=== RECORDS SHOWN ===
<<<<
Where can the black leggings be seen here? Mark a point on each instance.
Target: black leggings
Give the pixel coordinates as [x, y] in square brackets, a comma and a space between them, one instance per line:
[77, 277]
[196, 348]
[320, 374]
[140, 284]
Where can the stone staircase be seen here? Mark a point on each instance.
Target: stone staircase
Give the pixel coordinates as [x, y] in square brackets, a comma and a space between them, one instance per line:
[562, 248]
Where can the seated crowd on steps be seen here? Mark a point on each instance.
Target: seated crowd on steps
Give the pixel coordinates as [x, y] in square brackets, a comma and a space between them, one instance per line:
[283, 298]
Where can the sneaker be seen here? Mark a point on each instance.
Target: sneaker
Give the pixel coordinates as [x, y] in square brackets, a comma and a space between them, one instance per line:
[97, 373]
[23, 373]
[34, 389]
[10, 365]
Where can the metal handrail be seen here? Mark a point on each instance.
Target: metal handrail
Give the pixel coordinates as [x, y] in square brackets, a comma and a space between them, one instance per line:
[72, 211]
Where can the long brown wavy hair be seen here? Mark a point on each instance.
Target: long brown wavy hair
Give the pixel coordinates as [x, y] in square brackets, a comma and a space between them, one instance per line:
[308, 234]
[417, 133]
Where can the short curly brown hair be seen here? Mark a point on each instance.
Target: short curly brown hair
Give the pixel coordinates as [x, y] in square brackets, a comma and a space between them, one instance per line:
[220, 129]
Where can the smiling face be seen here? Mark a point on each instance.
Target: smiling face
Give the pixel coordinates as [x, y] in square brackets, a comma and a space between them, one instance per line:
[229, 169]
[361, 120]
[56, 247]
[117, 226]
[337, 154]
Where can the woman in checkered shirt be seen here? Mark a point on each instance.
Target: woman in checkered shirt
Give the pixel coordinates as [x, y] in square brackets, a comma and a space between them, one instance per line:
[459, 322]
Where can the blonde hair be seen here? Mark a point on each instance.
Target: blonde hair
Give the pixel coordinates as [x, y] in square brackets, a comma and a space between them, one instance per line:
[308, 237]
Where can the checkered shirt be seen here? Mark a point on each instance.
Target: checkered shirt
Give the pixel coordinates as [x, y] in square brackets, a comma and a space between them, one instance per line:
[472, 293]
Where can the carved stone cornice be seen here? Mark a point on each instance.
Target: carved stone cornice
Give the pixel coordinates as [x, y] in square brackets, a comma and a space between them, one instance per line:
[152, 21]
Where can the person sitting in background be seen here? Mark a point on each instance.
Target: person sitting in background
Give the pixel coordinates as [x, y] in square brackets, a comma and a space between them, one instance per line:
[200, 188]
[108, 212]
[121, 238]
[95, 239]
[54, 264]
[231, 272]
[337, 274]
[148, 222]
>>>>
<<<<
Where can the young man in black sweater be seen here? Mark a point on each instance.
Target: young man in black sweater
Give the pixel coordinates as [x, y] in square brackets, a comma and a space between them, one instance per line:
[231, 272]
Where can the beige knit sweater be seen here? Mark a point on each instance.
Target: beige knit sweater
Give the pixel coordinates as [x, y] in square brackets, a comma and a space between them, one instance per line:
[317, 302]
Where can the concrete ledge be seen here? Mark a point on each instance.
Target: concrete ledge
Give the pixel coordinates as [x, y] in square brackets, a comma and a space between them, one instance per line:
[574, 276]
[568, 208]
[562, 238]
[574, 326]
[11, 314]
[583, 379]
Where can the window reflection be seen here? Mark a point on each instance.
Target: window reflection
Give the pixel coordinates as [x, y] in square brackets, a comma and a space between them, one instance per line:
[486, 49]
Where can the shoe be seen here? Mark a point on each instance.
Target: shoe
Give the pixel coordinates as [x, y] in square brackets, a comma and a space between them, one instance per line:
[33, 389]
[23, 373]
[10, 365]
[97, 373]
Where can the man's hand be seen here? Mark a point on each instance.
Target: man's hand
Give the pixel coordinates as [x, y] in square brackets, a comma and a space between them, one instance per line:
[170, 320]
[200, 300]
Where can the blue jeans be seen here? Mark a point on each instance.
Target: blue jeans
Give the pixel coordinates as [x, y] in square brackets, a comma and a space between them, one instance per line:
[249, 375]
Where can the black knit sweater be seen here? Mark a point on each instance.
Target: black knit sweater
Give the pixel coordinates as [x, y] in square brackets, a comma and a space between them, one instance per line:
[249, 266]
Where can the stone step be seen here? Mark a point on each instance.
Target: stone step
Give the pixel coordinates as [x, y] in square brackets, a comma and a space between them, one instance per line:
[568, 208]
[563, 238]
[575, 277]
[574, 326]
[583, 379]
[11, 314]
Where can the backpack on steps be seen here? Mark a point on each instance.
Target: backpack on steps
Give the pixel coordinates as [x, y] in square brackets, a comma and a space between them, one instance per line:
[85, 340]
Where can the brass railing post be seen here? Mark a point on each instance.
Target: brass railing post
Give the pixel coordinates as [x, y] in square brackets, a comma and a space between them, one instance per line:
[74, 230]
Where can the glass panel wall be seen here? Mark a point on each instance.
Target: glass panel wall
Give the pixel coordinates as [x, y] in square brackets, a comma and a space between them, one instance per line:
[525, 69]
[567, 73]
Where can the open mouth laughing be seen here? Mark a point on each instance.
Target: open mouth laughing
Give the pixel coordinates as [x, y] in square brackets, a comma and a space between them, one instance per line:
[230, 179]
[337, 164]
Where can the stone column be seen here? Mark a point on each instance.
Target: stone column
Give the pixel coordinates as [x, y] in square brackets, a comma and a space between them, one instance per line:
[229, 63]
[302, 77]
>>>>
<<<<
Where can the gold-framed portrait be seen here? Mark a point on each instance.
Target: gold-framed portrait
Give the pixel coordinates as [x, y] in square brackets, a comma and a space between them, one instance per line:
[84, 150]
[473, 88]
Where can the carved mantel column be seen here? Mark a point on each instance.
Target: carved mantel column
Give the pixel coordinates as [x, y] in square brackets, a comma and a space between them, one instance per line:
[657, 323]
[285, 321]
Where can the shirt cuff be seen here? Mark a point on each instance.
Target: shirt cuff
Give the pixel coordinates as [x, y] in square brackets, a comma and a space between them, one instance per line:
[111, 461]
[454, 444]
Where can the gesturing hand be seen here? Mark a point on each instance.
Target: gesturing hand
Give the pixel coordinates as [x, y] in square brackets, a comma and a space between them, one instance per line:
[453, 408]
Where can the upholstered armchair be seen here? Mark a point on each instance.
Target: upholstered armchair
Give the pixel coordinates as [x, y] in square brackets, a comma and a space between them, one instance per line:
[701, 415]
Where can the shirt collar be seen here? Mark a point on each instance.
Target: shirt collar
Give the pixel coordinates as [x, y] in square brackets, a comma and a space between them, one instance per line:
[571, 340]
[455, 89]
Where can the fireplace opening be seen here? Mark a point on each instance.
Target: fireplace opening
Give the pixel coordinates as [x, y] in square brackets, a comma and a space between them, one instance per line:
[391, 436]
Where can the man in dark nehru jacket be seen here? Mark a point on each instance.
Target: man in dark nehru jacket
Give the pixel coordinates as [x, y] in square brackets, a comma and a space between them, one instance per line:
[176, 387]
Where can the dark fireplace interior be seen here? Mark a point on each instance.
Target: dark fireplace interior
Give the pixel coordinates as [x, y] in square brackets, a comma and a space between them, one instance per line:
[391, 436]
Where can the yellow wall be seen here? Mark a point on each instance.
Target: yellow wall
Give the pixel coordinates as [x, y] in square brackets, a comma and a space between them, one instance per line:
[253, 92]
>>>>
Count the lines above that contain the word "collar", treating uppercase and lowercase as different. Reply with the number only.

=== CORRECT OUTPUT ===
2